● DESCRIÇÃO DO PROBLEMA: Para cada afirmação abaixo, indique se ela concorda com o trecho sobre a infelicidade, respondendo sim ou não e citando entre aspas as palavras do trecho que decidem. (a) Os consultórios de psiquiatras e psicólogos estão vazios. (b) Os suicídios batem recordes. (c) As pessoas podem estar mais sós mesmo dentro de relações.

● TRECHO DO TEXTO:

--

Nunca houve tanta infelicidade. Os consultórios de psiquiatras e psicólogos estão lotados. Os atendimentos online não param, antidepressivos, ansiolíticos, são prescritos como nunca na história, e desde muito cedo. Bulimia, anorexia, obesidade mórbida, doenças relativas ao "parecer", se tornaram endêmicas. Os suicídios também batem recordes, as relacões interpessoais se esfacelam. As pessoas estão irremediavelmente mais sós. Muitas vezes estão mais sós estando dentro de relações. E aí? Será então que o individualismo não é realmente isso tudo o que disseram? Será então que o Tinder não é apenas mais uma forma de compulsão moderna que inventaram para ganhar dinheiro com o desespero e com a infelicidade alheia, projetando uma solução que não existe?

--

● MATERIAL EXIBIDO:
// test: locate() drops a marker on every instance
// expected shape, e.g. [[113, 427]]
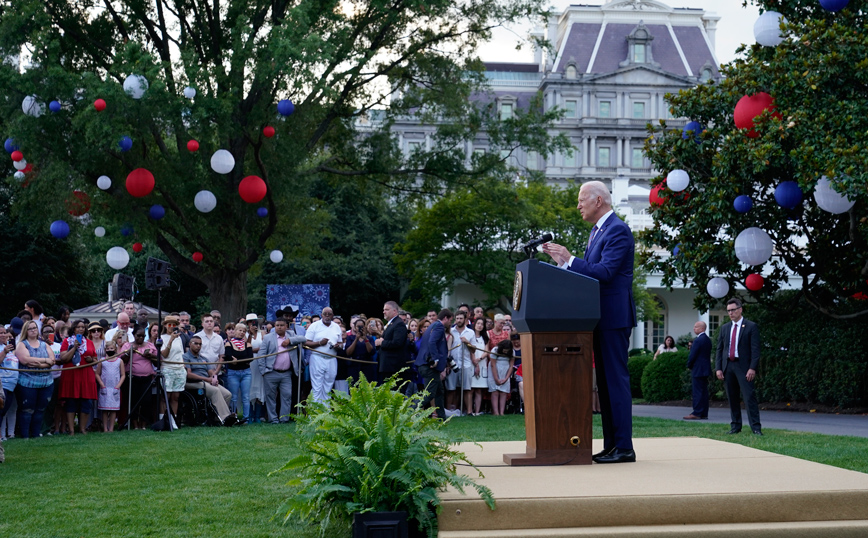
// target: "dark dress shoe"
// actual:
[[604, 452], [618, 455]]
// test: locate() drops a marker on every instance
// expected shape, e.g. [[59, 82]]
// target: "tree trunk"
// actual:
[[228, 294]]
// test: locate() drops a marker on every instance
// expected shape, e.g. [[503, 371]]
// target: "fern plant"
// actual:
[[373, 451]]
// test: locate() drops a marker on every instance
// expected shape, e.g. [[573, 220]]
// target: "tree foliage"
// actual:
[[337, 60], [819, 81]]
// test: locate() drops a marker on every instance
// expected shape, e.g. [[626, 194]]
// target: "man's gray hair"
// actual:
[[598, 188]]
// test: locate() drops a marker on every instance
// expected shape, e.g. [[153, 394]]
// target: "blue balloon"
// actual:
[[834, 5], [788, 194], [285, 107], [157, 212], [743, 203], [59, 229], [694, 126], [10, 145]]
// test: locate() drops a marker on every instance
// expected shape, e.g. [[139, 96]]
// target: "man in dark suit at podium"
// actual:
[[609, 259], [699, 364]]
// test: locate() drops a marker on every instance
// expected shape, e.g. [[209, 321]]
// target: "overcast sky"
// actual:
[[734, 28]]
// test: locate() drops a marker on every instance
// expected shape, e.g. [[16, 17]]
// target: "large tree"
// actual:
[[818, 79], [336, 60]]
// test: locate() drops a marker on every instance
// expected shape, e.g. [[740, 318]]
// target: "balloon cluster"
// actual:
[[141, 182]]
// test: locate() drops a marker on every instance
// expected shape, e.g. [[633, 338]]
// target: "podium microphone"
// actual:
[[530, 247]]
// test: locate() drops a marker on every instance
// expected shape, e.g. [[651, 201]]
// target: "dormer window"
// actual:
[[639, 47]]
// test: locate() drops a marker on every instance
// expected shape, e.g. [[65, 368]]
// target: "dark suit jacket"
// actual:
[[433, 345], [393, 351], [699, 359], [748, 346], [609, 259]]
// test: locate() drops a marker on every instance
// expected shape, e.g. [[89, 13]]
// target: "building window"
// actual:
[[570, 158], [532, 160], [603, 155], [505, 111], [638, 158]]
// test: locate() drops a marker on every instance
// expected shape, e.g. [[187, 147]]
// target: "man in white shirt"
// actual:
[[324, 336], [212, 343], [462, 334]]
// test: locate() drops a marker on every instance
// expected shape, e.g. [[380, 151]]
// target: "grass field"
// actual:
[[209, 482]]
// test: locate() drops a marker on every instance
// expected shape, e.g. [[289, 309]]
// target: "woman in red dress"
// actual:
[[78, 385]]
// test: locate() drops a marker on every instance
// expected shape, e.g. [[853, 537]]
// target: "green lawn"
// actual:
[[213, 482]]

--

● RESPOSTA AO PROBLEMA:
(a) Não: "Os consultórios de psiquiatras e psicólogos estão lotados."
(b) Sim: "Os suicídios também batem recordes"
(c) Sim: "Muitas vezes estão mais sós estando dentro de relações."